= Henry d'Avigdor-Goldsmid =

British Army officer, company director and politician

Sir Henry d'Avigdor-Goldsmid, Bt.

Major Sir Henry Joseph d'Avigdor-Goldsmid, 2nd Baronet, (10 June 1909 – 11 December 1976), sometimes known as Harry d'Avigdor-Goldsmid, was a British Army officer, company director and politician.

==Early life, education and military career==
The eldest son of Sir Osmond d'Avigdor-Goldsmid, 1st Baronet, d'Avigdor-Goldsmid went to Sandroyd School then Harrow School and Balliol College, Oxford. On the death of his father in 1940, d'Avigdor-Goldsmid inherited Somerhill House near Tonbridge, Kent.

On 12 June 1938 he was commissioned as a second lieutenant into 4th Battalion of the Queen's Own Royal West Kent Regiment, a Territorial Army (TA) unit. He was to serve with the battalion during the early stages of the Second World War, which began in September 1939, including at the Battle of France the following year, from where he, along with the rest of his battalion, was evacuated from Dunkirk back to the United Kingdom.

At some point he transferred to the Reconnaissance Corps and served as Commander of "B" Squadron of the 53rd Reconnaissance Regiment, part of the 53rd (Welsh) Infantry Division, throughout the North-West Europe campaign of 1944–45. For his services in the war he was twice mentioned in dispatches and awarded the Distinguished Service Order and Military Cross in 1945.

==Postwar political career==
Following the war, d'Avigdor-Goldsmid left the army and became a member of Kent County Council from 1946 to 1953. He was made a Freeman of the City of London and became a Justice of the Peace, Deputy Lieutenant (1949) and High Sheriff of Kent for 1953. His business career as a banker and bullion broker was marked by being Chairman of the Anglo-Israel Bank from 1961, and Chairman of Pergamon Press from 1969 to 1971.

*RAW DATA*
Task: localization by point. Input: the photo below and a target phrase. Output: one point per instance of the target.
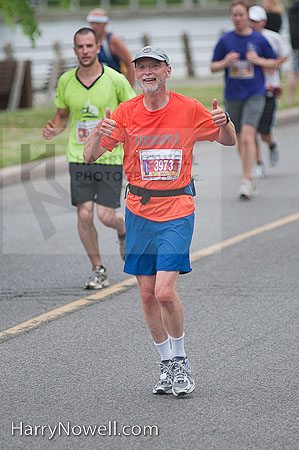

*WORK TO DO*
A: Answer these about the biography of Henry d'Avigdor-Goldsmid:
(i) Which house did he inherit when his father died in 1940?
(ii) Into which unit was he commissioned as a second lieutenant on 12 June 1938?
(iii) Which company did he chair from 1969 to 1971?
B: Carry on the biography of Henry d'Avigdor-Goldsmid from its last sentence.
The material stands apart from the biography.

*ANSWERS TO THE EXERCISES*
A:
(i) Somerhill House near Tonbridge, Kent
(ii) The 4th Battalion of the Queen's Own Royal West Kent Regiment
(iii) Pergamon Press

B:
At the 1955 general election, d'Avigdor-Goldsmid was elected as Conservative Member of Parliament for Walsall South. He was recruited by Duncan Sandys, then Minister of Housing, to be his Parliamentary Private Secretary but held the post for only a year.

Following the 1970 general election, d'Avigdor-Goldsmid was joined in the House of Commons by his younger brother James who won the nearby seat of Lichfield and Tamworth. In that Parliament, Henry served as Chairman of the Select Committee on Nationalized Industries and of that on Public Expenditure. In 1973 he was appointed a member of the Horserace Totalisator Board. He stood down from Parliament at the February 1974 general election.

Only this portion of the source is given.